_Your assignment_
Lines after the one containing "box: [0, 267, 548, 356]" are to be omitted; print exactly each line from the start of the records up to and including it.

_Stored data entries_
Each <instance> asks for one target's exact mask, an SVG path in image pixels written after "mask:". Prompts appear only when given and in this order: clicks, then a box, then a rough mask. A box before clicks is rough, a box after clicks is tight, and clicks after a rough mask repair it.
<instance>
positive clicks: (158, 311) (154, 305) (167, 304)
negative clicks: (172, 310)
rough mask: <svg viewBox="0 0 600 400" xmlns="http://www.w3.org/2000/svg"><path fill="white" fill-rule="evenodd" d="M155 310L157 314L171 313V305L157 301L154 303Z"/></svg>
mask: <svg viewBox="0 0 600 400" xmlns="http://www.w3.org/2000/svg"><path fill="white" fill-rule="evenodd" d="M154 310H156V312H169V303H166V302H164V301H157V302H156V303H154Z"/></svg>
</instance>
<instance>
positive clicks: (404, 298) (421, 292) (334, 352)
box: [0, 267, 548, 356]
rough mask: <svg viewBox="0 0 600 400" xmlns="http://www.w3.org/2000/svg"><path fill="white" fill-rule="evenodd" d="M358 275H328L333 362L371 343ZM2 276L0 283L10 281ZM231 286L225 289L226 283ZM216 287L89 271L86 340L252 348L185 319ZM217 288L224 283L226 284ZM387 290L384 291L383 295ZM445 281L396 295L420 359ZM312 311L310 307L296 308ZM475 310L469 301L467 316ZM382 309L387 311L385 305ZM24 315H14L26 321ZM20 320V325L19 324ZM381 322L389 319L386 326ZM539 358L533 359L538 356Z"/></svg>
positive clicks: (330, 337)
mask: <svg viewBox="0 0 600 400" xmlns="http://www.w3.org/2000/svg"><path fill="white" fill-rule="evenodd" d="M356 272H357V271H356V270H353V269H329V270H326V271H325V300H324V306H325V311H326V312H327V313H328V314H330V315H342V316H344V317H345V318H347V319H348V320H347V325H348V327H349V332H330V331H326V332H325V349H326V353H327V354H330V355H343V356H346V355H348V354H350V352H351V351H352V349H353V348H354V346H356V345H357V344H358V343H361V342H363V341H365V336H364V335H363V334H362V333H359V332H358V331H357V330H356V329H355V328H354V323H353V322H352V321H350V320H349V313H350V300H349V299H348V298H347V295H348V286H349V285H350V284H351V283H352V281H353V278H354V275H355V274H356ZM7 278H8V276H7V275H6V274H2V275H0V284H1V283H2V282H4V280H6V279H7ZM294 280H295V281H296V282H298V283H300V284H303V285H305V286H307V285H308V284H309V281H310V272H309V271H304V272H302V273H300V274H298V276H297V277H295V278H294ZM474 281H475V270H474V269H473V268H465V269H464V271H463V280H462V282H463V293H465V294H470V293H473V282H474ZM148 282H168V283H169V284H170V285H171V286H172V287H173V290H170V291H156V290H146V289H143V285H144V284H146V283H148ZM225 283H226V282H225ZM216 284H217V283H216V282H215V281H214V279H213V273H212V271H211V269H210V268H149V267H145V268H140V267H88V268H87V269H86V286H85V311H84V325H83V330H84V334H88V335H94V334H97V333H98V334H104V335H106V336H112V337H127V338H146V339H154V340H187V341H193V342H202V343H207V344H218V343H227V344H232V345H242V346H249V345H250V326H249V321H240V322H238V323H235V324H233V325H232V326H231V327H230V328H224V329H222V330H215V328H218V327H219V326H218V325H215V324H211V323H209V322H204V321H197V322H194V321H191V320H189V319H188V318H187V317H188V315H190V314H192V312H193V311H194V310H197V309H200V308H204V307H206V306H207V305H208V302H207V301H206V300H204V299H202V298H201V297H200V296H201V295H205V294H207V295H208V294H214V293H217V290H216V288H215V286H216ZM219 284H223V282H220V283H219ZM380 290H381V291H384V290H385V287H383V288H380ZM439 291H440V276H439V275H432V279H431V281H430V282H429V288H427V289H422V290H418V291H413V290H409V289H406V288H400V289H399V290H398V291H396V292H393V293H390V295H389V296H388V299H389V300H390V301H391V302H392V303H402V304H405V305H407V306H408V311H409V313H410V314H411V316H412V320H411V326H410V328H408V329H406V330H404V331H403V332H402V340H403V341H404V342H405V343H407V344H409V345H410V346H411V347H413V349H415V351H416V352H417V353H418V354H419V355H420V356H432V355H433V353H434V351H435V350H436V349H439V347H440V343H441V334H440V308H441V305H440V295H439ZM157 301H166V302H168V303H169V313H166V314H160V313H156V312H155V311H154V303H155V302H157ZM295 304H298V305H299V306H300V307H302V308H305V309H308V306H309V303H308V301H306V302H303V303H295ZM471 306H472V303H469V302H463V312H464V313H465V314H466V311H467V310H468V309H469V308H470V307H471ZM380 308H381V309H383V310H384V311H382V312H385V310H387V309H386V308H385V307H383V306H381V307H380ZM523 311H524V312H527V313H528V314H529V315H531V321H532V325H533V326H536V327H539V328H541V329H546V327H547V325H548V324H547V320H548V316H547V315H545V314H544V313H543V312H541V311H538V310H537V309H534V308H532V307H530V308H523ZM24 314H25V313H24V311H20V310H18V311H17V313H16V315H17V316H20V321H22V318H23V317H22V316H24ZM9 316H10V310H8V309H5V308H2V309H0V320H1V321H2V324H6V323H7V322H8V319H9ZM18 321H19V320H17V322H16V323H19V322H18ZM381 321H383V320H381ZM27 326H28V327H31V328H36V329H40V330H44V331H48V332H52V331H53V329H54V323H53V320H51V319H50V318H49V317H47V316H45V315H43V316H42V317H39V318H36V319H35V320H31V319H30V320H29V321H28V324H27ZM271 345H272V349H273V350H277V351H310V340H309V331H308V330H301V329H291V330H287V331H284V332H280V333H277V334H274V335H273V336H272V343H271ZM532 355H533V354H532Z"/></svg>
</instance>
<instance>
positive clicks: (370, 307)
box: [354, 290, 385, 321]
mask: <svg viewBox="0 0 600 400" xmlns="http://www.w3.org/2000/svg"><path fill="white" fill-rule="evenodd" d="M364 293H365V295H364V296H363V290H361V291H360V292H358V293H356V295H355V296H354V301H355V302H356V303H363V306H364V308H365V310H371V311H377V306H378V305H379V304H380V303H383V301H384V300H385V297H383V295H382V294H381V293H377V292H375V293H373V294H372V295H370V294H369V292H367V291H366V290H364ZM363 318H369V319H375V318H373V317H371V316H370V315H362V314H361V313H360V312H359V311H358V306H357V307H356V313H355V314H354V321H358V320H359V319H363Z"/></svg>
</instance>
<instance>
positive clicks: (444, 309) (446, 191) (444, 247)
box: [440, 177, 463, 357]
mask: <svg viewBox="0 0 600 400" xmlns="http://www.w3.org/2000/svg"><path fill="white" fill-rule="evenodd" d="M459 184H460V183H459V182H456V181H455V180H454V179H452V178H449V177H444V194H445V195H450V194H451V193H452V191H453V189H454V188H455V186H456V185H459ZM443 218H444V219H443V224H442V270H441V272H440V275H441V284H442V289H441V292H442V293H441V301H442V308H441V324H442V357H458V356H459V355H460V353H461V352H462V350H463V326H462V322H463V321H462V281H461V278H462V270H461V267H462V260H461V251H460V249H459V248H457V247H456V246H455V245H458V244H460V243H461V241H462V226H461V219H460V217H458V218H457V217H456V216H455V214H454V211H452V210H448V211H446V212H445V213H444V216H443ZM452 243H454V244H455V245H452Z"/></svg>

_Response_
Each <instance> asks for one target's exact mask, an SVG path in image pixels written after "mask:". Prompts appear only when given and in this order: clicks, then a box, then a rough mask. A box before clicks is rough, a box after clicks is tight, and clicks after a rough mask repair it.
<instance>
positive clicks: (158, 311) (154, 305) (167, 304)
negative clicks: (172, 310)
rough mask: <svg viewBox="0 0 600 400" xmlns="http://www.w3.org/2000/svg"><path fill="white" fill-rule="evenodd" d="M155 310L157 314L171 313V305L157 301L154 303Z"/></svg>
mask: <svg viewBox="0 0 600 400" xmlns="http://www.w3.org/2000/svg"><path fill="white" fill-rule="evenodd" d="M154 310H156V312H169V303H166V302H164V301H157V302H156V303H154Z"/></svg>
</instance>
<instance>
positive clicks: (404, 298) (421, 292) (334, 352)
box: [0, 267, 548, 356]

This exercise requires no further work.